* Text shown
>> Start

SC TO-T/A 1 c06617a3sctovtza.htm AMENDMENT TO TENDER OFFER sctovtza
 

 
 
SECURITIES AND EXCHANGE COMMISSION
WASHINGTON, D.C. 20549
 
SCHEDULE TO/A
(Amendment No. 3)
Tender Offer Statement Under Section 14(d)(1) or 13(e)(1)
of the Securities Exchange Act of 1934
 
WOODHEAD INDUSTRIES, INC.
(Name of Subject Company (Issuer))
MLX ACQUISITION CORP.
a wholly-owned subsidiary of
MOLEX INCORPORATED
(Names of Filing Persons (Offerors))
 
COMMON STOCK, PAR VALUE $1.00 PER SHARE
(Title of Class of Securities)
 
979438108
(CUSIP Number of Class of Securities)
 
Ana Rodriguez
Associate General Counsel
Molex Incorporated
2222 Wellington Court
Lisle, Illinois 60532
(630) 969-4550

(Name, Address and Telephone Number of Person Authorized to
Receive Notices and Communications on Behalf of Filing Persons)
 
Copy To:
Michael M. Froy, Esq.
Sonnenschein Nath & Rosenthal LLP
7800 Sears Tower
Chicago, Illinois 60606
(312) 876-8000
CALCULATION OF FILING FEE
     
Transaction Valuation*   Amount of Filing Fee**
     
$247,461,571   $26,479
     
     
*
  Estimated for purposes of calculating the amount of the filing fee only, in accordance with Rule 0-11(d) under the Securities Exchange Act of 1934, as amended, and Fee Rate Advisory #5 for fiscal year 2006, issued on November 23, 2005. Based on the offer to purchase all of the outstanding shares of common stock, par value $1.00 per share, of Woodhead Industries, Inc. (“Shares”) at a purchase price of $19.25 cash per Share and 12,498,973 Shares issued and outstanding as of June 29, 2006, and outstanding options as of June 29, 2006 with respect to 1,401,347 Shares at $19.25 per Share less the exercise price of such options.
 
   
**
  Calculated as 0.0107% of the transaction value.
 
   
o
  Check box if any part of the fee is offset as provided by Rule 0-11(a)(2) and identify the filing with which the offsetting fee was previously paid. Identify the previous filing by registration statement number, or the Form or Schedule and the date of its filing.
 
   
 
  Amount Previously Paid: $26,479                    Filing Party: Molex Incorporated and MLX Acquisition Corp.

Form or Registration No.: Schedule TO          Date Filed: July 10, 2006
 
   
o
  Check the box if the filing relates solely to preliminary communications made before the commencement of a tender offer.
Check the appropriate boxes below to designate any transactions to which the statement relates:
          þ     third-party tender offer subject to Rule 14d-1.
          o     issuer tender offer subject to Rule 13e-4.
          o     going-private transaction subject to Rule 13e-3.
          o     amendment to Schedule 13D under Rule 13d-2.

>> End

* Collected material
>> Start

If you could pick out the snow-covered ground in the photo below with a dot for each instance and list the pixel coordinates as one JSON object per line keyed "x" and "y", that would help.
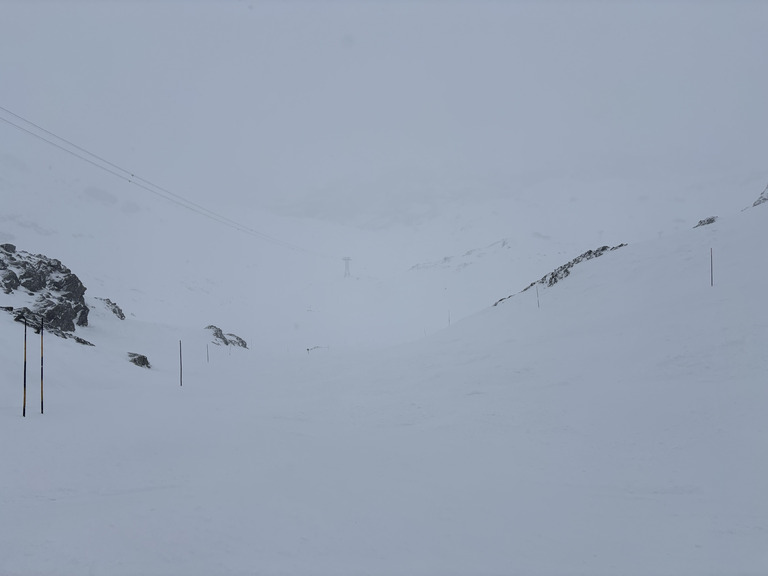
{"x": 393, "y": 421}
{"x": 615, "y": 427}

>> End

* Request
Reproduce the portion of the tender offer amendment between "Ana Rodriguez" and "M. Froy, Esq.", inclusive.

* Output for this task
Ana Rodriguez
Associate General Counsel
Molex Incorporated
2222 Wellington Court
Lisle, Illinois 60532
(630) 969-4550

(Name, Address and Telephone Number of Person Authorized to
Receive Notices and Communications on Behalf of Filing Persons)
 
Copy To:
Michael M. Froy, Esq.